**What to do**: Using the entries that follow, count the lines containing the word "then" and give that number by itself.

**Extracted records**:
------------------------------------------------------------

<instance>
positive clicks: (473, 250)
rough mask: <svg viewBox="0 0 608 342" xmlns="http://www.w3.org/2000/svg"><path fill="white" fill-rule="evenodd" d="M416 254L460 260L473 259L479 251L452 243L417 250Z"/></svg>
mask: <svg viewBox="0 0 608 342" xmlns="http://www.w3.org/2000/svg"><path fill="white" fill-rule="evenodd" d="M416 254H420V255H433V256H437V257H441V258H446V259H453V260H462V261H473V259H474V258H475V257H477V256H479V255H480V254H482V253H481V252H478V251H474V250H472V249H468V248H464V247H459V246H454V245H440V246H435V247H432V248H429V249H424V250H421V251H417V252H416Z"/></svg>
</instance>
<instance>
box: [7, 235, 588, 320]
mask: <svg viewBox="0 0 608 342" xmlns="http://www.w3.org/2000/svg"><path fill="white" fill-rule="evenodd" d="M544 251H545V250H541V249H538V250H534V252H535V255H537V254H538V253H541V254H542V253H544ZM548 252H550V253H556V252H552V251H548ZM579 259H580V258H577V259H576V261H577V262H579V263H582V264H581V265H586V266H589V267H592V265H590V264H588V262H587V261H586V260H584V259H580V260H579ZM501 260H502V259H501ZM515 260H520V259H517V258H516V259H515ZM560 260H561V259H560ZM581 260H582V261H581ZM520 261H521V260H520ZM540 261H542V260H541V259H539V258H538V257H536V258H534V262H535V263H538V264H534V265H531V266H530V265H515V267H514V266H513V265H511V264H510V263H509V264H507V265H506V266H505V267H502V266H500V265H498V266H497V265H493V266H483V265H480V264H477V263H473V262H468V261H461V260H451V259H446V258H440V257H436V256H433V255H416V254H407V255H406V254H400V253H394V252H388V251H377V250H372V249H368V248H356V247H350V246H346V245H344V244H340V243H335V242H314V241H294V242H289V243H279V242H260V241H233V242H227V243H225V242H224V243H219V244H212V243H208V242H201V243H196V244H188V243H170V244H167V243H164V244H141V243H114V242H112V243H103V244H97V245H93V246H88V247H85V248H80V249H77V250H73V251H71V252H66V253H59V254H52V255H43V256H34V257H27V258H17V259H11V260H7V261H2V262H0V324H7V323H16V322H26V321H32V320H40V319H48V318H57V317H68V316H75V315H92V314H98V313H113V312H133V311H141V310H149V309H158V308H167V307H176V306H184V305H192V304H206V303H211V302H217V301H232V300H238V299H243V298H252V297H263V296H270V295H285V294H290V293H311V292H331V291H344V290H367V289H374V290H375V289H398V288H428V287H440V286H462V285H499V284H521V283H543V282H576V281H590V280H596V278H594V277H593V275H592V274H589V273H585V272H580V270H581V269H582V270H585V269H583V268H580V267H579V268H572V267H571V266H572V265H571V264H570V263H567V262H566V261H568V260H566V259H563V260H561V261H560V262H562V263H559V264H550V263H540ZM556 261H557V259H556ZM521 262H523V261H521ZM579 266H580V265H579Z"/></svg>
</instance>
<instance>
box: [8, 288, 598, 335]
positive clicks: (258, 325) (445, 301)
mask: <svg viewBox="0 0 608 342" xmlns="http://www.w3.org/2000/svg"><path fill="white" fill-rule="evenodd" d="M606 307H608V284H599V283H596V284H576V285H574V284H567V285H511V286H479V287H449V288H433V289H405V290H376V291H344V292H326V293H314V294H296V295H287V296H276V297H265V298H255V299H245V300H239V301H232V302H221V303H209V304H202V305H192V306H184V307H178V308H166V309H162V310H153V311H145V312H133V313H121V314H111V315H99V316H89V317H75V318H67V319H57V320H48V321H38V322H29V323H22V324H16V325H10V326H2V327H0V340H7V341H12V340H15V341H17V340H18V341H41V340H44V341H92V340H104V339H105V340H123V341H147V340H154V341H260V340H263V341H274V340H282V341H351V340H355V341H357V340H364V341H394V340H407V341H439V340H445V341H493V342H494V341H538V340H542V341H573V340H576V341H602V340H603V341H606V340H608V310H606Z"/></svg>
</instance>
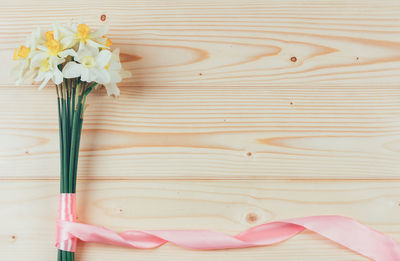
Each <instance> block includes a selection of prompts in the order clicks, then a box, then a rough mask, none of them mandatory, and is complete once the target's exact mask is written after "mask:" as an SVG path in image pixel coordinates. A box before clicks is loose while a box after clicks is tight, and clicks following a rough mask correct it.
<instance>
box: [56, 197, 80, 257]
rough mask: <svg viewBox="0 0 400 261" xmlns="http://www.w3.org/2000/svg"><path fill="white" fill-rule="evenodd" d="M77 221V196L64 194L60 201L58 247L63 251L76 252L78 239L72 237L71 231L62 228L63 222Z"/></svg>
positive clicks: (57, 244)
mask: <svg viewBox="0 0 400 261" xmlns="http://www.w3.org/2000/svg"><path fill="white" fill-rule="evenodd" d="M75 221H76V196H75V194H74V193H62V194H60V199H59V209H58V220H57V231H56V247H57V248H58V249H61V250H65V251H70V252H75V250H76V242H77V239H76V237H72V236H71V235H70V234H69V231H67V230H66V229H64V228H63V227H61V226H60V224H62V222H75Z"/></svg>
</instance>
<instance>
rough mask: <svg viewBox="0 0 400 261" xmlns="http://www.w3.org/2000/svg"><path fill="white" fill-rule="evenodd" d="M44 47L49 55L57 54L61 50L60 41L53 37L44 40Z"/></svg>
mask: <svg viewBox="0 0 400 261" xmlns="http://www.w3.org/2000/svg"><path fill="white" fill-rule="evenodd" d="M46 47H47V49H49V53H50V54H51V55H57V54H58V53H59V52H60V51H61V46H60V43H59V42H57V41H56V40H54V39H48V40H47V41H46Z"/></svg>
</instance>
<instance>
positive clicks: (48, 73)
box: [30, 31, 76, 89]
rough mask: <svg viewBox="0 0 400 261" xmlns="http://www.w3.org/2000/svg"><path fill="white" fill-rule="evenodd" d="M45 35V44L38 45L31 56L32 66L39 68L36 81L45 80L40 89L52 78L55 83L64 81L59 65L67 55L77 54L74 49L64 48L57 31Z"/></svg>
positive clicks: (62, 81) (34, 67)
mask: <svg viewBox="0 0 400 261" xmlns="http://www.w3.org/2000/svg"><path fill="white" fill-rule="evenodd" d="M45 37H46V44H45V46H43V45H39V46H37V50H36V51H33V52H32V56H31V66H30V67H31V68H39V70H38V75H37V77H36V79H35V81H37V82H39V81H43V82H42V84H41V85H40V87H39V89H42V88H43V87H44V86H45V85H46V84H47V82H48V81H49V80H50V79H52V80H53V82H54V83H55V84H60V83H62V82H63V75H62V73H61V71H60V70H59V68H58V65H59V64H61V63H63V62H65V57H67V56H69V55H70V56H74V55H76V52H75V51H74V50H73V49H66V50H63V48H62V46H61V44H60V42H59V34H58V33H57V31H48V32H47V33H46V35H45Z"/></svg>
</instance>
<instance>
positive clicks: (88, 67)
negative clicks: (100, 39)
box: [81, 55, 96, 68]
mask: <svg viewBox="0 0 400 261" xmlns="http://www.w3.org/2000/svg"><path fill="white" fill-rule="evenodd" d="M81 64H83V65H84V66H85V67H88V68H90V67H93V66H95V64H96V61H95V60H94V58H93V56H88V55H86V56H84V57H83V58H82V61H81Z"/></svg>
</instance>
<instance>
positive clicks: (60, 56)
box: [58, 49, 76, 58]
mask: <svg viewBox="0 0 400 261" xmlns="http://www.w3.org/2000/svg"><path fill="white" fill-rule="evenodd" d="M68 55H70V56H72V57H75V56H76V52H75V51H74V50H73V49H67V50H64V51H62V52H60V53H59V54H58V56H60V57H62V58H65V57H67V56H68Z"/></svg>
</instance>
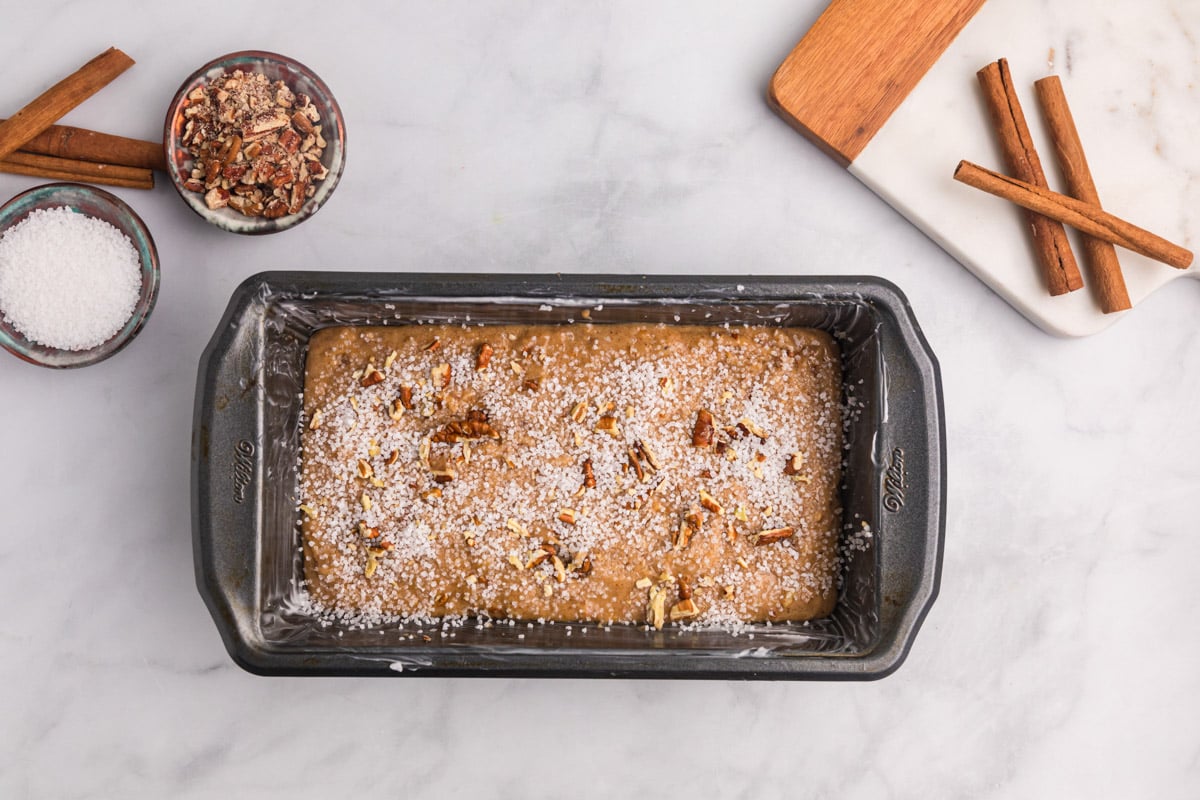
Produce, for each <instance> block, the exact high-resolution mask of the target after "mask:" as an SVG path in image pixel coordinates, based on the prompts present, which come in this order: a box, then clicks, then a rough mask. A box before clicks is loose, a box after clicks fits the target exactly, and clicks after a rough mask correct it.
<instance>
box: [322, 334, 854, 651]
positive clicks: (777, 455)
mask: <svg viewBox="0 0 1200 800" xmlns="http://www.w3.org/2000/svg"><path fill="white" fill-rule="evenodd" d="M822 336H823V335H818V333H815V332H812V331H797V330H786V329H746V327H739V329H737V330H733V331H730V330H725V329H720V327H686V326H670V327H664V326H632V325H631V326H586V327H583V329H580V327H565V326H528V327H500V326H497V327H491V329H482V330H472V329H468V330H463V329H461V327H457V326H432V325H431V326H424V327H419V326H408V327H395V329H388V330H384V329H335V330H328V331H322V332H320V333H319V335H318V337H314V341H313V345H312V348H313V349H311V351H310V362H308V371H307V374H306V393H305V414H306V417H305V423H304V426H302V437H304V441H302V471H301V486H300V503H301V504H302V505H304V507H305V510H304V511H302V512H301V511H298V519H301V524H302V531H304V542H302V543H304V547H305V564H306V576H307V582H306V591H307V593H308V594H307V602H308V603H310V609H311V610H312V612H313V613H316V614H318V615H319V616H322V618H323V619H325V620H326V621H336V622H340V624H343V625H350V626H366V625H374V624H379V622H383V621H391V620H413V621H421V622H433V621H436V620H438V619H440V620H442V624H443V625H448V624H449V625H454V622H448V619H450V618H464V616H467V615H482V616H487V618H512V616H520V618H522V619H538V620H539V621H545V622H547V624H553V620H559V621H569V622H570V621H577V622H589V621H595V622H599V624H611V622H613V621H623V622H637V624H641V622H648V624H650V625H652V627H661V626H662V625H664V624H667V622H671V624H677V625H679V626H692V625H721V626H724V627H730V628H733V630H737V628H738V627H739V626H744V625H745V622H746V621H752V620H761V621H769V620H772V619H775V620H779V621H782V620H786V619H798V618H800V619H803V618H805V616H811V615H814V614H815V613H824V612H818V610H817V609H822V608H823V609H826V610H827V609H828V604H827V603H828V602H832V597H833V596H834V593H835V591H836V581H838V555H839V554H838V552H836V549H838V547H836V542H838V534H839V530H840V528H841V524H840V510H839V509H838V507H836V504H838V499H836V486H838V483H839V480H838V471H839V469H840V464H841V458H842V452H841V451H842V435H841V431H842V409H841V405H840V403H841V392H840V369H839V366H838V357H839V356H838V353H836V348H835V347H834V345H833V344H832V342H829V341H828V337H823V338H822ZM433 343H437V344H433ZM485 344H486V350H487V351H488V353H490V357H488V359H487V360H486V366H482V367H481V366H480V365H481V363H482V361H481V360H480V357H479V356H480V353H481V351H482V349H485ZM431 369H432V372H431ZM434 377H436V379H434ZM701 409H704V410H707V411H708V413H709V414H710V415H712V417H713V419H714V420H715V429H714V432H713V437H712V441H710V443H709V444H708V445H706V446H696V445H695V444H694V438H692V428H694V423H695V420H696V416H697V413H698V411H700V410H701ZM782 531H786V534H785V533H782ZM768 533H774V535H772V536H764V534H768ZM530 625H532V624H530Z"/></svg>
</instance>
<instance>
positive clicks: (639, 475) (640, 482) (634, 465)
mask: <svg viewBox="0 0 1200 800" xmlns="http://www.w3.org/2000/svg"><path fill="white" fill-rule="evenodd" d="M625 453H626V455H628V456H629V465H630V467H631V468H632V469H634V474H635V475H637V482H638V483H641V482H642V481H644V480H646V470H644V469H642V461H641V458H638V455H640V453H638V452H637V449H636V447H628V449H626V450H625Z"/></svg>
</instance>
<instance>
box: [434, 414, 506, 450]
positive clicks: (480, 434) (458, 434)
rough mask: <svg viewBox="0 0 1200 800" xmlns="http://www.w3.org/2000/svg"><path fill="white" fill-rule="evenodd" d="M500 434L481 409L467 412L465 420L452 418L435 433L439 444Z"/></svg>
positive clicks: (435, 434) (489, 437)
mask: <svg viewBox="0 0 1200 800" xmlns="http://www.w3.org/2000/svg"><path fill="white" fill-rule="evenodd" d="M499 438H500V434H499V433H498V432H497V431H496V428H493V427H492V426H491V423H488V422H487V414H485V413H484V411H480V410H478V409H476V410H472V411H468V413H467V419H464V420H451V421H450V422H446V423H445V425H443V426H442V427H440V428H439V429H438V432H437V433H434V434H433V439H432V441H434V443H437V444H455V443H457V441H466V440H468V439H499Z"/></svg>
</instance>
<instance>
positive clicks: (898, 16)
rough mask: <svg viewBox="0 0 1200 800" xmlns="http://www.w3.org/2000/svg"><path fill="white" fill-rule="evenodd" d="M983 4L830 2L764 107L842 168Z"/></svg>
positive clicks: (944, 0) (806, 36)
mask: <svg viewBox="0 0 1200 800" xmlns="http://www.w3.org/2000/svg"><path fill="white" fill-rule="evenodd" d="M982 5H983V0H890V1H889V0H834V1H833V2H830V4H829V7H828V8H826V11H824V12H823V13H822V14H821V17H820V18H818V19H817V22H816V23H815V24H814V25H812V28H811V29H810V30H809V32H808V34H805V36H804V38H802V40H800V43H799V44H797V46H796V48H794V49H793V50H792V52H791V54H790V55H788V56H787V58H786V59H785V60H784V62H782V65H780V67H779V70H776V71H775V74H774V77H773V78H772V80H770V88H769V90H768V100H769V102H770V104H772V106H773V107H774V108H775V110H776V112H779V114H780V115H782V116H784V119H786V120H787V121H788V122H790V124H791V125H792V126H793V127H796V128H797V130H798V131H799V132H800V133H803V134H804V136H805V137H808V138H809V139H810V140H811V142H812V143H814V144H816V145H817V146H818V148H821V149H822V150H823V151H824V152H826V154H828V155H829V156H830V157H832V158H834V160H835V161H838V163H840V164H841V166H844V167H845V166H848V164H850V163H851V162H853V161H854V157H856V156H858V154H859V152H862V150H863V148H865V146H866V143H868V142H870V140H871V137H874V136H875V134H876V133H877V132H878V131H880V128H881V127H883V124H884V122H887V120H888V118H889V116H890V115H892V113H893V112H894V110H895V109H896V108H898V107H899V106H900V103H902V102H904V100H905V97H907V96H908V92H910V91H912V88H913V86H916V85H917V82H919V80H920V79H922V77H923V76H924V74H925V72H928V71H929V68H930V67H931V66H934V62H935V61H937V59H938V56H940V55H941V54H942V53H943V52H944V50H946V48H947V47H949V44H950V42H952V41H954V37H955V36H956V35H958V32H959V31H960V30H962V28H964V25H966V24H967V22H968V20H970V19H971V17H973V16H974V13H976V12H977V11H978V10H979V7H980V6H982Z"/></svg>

------------------------------------------------------------

**Solved problem**: 2